Zaire's tortured history began in the late 15th century, when the Portuguese sailed down Africa's west coast and found the Kongo kingdom, one of the great Iron Age civilizations. They forged an alliance of trade and the exchange of ideas with the Africans. Then the Portuguese discovered that fortunes could be made by selling their allies into slavery. Central Africa became a major supplier of slaves and its indigenous civilizations were ruined.
Still, independence, when it came in 1960, stirred hopes that the country would become one of Africa's richest, a nation endowed with minerals, forest, farmland and the immense hydroelectric potential of the Congo River. Instead, Zaire steadily has deteriorated under Mr. Mobutu.
Mr. Mobutu, as any Zairian not in the dictator's pay will say, is the biggest thief of all. Since grabbing power in 1965, he and a clique of insiders systematically have plundered the domain. Mr. Mobutu himself has amassed a fortune of at least $5 billion. He has invested much of it in Europe, as well as in the 10 palaces he owns in Zaire.
He has succeeded in maintaining his "kleptocracy," as Zairians call their government, until now for two principal reasons: his ruthlessness and U.S. support. The dictator grabbed power with the blessings of the CIA, which secured the arrangement by helping to kill Patrice Lumumba, the first democratically elected leader in the country and in Africa. Ever since, he has overseen security apparatuses specializing in the massacre, torture and imprisonment of dissidents or suspected opponents.
U.S. actions can be explained by the seeming exigencies of the Cold War. Both Washington and Moscow saw Zaire as a strategic prize because of its central location in Africa and its mineral reserves. Mr. Mobutu could be counted on for his pro-Americanism and his ability to quell unrest. An end was put to rebellions in Shaba province and in eastern Zaire, where followers of Lumumba, bolstered by ragtag rebels, threatened the newly gained U.S. hegemony.
For the next quarter-century, the United States stood at Mr. Mobutu's side, economically and militarily aiding him, and providing him with international legitimacy. When conditions under his dictatorship worsened, U.S. ambassadors would arrive Kinshasa, the capital, with mandates for him to clean up his government and allow his people some freedom. He did neither. The United States rationalized his regime with the increasingly self-fulfilling argument that he was the only person capable of holding the country together.
Mr. Mobutu played the good Cold War soldier, allowing his country to be used as a safe haven and weapons conduit for proxy wars fought in Angola and Chad. At the United Nations, Zaire was the one African country that always could be counted on to back U.S. initiatives.
Earlier this decade, he agreed to a transition to democracy, which he since has thwarted. At one point, Zaire had two governments, one led by an elected prime minister, whom Mr. Mobutu locked out of his office, and another nominally headed by one of the dictator's henchmen.
The time has passed to redeem Mr. Mobutu. He has been in Europe since late summer, under treatment for cancer in Switzerland and now resting in the luxury of one of his estates on the French Riviera.
The Zairian people are left to survive or rebel. The leaders of the Kivu rebellion have made it clear that their seizure of Goma and a strip of territory along Zaire's border with Rwanda and Burundi are not isolated events, that they are in contact with disaffected Zairians in other regions and want, ultimately, to end Mr. Mobutu's dictatorship.
A thousand miles west of Kivu, protesters in the main streets of Kinshasa are demanding the resignation of his latest hand-picked prime minister.
This rebelliousness is reminiscent of the country's mood at independence. But with the Cold War over and the country no longer a geopolitical asset, Zaire may well be left to flounder and disintegrate, on its own for once.
Helen Winternitz, a former Sun reporter, is the author of "East Along the Equator: A Journey up the Congo and Into Mobutu's Zaire."

#### RECORD EXCERPTS

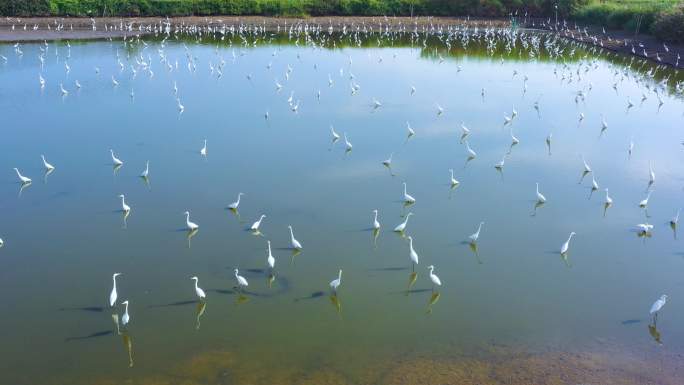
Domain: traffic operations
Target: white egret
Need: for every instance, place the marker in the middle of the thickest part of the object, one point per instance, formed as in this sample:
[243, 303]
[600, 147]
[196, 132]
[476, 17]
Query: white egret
[644, 203]
[146, 171]
[293, 242]
[409, 129]
[471, 154]
[200, 293]
[335, 283]
[113, 295]
[658, 304]
[48, 166]
[376, 224]
[473, 237]
[408, 198]
[125, 319]
[347, 143]
[566, 245]
[453, 180]
[234, 205]
[124, 207]
[255, 225]
[388, 162]
[402, 226]
[514, 140]
[587, 169]
[191, 226]
[413, 256]
[116, 161]
[675, 220]
[540, 197]
[651, 174]
[644, 227]
[242, 282]
[270, 260]
[22, 179]
[434, 278]
[609, 200]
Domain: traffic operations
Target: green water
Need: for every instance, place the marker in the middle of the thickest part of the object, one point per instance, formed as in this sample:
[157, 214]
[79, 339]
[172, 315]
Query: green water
[64, 236]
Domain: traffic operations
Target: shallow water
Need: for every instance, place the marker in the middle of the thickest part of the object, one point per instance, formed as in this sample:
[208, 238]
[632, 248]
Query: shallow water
[64, 235]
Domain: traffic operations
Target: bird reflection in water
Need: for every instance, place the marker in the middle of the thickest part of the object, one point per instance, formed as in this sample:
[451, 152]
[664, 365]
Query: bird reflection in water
[433, 300]
[189, 234]
[655, 334]
[474, 249]
[375, 233]
[335, 301]
[295, 252]
[199, 311]
[128, 344]
[412, 281]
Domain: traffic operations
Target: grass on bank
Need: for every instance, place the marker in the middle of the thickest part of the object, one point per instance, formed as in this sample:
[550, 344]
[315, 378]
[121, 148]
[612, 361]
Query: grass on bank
[664, 18]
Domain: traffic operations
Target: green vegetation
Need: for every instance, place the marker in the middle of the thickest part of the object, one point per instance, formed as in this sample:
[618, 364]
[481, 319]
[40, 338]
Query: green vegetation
[664, 18]
[630, 15]
[487, 8]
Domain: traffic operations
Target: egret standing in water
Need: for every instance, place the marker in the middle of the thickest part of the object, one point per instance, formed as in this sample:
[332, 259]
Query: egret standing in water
[413, 256]
[453, 180]
[408, 198]
[402, 226]
[22, 179]
[335, 283]
[293, 242]
[124, 207]
[48, 166]
[242, 282]
[657, 305]
[540, 197]
[566, 245]
[255, 225]
[198, 290]
[234, 205]
[644, 203]
[434, 278]
[191, 226]
[116, 161]
[146, 171]
[473, 238]
[270, 260]
[113, 295]
[125, 318]
[376, 224]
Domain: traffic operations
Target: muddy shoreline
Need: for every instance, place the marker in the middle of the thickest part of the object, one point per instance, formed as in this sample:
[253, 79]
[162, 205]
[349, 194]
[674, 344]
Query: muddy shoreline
[45, 28]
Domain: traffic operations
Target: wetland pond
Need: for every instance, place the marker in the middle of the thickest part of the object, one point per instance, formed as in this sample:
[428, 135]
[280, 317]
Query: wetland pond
[511, 309]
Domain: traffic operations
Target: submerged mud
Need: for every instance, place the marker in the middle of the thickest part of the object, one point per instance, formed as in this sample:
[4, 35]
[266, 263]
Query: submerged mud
[495, 366]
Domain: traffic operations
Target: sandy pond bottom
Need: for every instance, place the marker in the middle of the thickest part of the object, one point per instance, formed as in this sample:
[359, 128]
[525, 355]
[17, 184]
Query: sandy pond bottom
[494, 364]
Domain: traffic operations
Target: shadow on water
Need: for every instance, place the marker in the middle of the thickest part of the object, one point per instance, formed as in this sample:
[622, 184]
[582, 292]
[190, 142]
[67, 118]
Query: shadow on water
[314, 295]
[172, 304]
[398, 268]
[91, 309]
[89, 336]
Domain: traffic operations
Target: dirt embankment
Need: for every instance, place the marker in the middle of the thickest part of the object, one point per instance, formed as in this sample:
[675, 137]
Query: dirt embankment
[46, 28]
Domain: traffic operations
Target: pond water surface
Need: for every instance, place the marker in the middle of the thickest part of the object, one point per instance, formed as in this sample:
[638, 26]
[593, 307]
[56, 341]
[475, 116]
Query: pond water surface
[511, 294]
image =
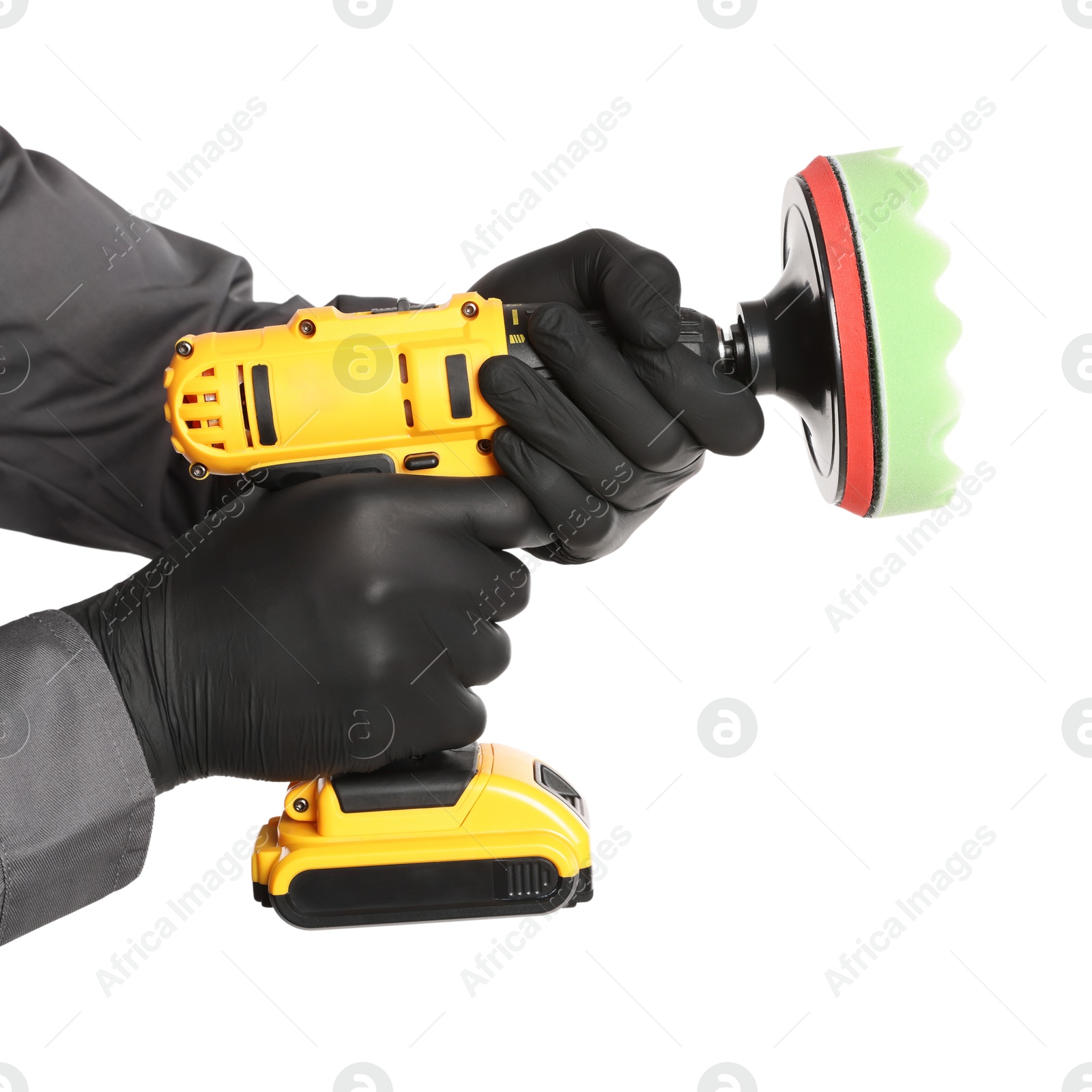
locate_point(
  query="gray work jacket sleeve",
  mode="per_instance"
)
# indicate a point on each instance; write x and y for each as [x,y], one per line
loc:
[76,797]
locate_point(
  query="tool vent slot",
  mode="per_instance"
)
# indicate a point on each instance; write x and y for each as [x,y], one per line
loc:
[553,782]
[243,405]
[459,386]
[263,404]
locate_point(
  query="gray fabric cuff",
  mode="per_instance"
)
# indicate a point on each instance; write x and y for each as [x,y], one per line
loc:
[76,797]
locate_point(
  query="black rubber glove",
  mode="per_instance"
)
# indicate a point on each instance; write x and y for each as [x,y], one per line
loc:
[330,627]
[92,302]
[626,425]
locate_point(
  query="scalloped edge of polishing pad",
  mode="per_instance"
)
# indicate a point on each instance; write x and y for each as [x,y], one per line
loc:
[912,331]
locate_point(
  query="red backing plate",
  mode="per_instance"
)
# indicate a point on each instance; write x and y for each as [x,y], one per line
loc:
[853,339]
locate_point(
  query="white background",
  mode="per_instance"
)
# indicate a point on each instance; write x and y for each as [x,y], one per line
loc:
[880,751]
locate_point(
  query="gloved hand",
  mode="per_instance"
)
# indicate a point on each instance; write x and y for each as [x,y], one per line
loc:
[602,451]
[330,627]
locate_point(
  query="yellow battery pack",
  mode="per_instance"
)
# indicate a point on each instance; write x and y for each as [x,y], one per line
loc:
[483,831]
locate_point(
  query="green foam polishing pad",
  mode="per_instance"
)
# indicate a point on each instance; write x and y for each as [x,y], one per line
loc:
[910,331]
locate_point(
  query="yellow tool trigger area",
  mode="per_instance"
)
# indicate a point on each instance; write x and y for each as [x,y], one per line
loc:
[385,390]
[480,831]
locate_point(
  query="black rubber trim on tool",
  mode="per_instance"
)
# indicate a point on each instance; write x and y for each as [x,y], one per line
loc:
[879,455]
[263,405]
[459,386]
[824,270]
[437,780]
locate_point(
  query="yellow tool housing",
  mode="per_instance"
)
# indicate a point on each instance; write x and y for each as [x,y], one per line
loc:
[478,833]
[393,390]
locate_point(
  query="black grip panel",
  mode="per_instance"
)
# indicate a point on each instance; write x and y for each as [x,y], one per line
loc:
[459,386]
[263,405]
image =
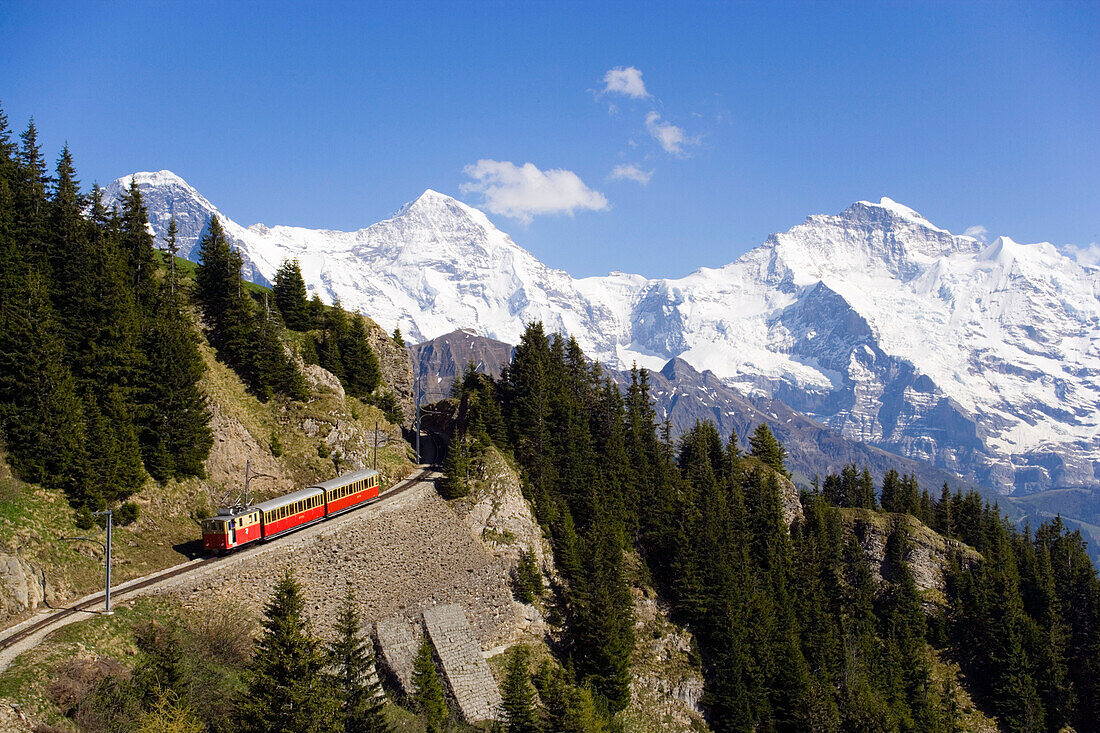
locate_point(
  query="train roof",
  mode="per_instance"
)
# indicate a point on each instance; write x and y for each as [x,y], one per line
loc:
[287,499]
[344,479]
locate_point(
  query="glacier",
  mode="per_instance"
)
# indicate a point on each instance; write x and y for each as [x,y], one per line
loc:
[981,359]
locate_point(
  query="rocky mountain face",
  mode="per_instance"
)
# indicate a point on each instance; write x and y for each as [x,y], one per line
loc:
[685,395]
[442,360]
[979,359]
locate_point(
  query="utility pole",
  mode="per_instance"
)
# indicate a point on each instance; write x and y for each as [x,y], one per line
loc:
[107,556]
[107,549]
[418,416]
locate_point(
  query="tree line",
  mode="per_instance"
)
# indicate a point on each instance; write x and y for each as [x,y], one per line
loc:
[99,352]
[99,363]
[795,630]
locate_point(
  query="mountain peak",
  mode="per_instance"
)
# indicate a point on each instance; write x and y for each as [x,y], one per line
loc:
[888,208]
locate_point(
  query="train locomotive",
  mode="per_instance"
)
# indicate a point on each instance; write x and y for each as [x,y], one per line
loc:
[234,526]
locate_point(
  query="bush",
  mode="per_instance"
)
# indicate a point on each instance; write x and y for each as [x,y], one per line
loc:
[84,520]
[127,513]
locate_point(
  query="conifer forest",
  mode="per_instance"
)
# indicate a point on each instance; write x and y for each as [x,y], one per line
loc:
[795,626]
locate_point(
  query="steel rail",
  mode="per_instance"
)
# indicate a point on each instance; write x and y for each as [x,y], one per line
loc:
[141,583]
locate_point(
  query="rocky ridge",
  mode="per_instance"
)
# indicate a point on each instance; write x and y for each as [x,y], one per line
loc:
[980,359]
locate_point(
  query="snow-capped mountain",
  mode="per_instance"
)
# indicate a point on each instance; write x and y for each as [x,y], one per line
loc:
[983,359]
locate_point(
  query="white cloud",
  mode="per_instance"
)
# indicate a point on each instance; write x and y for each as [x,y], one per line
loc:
[977,231]
[631,173]
[625,80]
[1088,255]
[671,138]
[525,192]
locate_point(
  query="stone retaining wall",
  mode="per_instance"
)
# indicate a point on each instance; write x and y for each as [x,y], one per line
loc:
[396,558]
[465,671]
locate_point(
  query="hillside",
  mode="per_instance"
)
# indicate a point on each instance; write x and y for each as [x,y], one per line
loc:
[978,358]
[41,568]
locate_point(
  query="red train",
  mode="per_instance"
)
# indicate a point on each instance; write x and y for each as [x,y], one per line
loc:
[238,525]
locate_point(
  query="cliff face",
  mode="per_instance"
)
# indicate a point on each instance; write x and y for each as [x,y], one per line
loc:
[395,365]
[928,551]
[292,444]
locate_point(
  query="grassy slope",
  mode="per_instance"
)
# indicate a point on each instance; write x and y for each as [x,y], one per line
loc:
[33,520]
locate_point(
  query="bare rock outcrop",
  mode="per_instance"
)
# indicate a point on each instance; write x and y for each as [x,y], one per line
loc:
[23,586]
[497,514]
[667,686]
[398,558]
[321,380]
[928,551]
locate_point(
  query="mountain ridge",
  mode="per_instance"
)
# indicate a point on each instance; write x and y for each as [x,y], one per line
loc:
[981,359]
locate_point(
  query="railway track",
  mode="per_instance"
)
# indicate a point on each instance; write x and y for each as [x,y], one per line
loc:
[19,634]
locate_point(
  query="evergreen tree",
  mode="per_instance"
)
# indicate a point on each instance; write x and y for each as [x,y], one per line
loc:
[517,693]
[358,688]
[248,342]
[289,293]
[602,617]
[42,415]
[891,492]
[286,688]
[455,480]
[172,251]
[427,689]
[175,437]
[136,245]
[218,290]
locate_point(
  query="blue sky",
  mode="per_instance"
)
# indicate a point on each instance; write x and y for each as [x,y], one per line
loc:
[725,121]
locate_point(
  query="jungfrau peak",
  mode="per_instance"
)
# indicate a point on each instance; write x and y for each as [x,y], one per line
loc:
[980,358]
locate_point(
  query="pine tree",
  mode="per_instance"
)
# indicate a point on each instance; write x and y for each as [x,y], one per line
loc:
[362,374]
[358,688]
[136,245]
[455,480]
[175,435]
[171,252]
[218,290]
[427,689]
[602,617]
[42,416]
[289,293]
[891,500]
[517,693]
[286,688]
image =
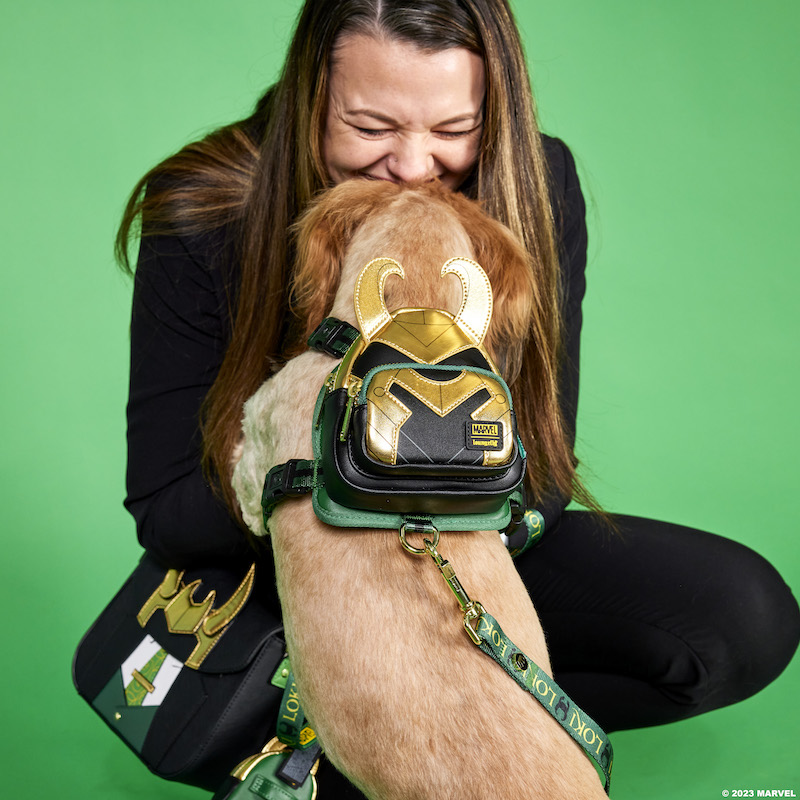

#### REQUIREMENT 1
How large a fortune has Mr. Mobutu amassed, according to the Zaire article?
#### REQUIREMENT 2
Say whether each statement agrees with the Zaire article, answering yes or no and quoting the deciding words: (a) The Portuguese came upon the Kongo kingdom in the late 15th century. (b) Mr. Mobutu owns twelve palaces in Zaire. (c) Mr. Mobutu was treated for cancer in France.

#### WRITTEN SOLUTION 1
At least $5 billion.

#### WRITTEN SOLUTION 2
(a) Yes: "in the late 15th century, when the Portuguese sailed down Africa's west coast and found the Kongo kingdom"
(b) No: "the 10 palaces he owns in Zaire"
(c) No: "under treatment for cancer in Switzerland"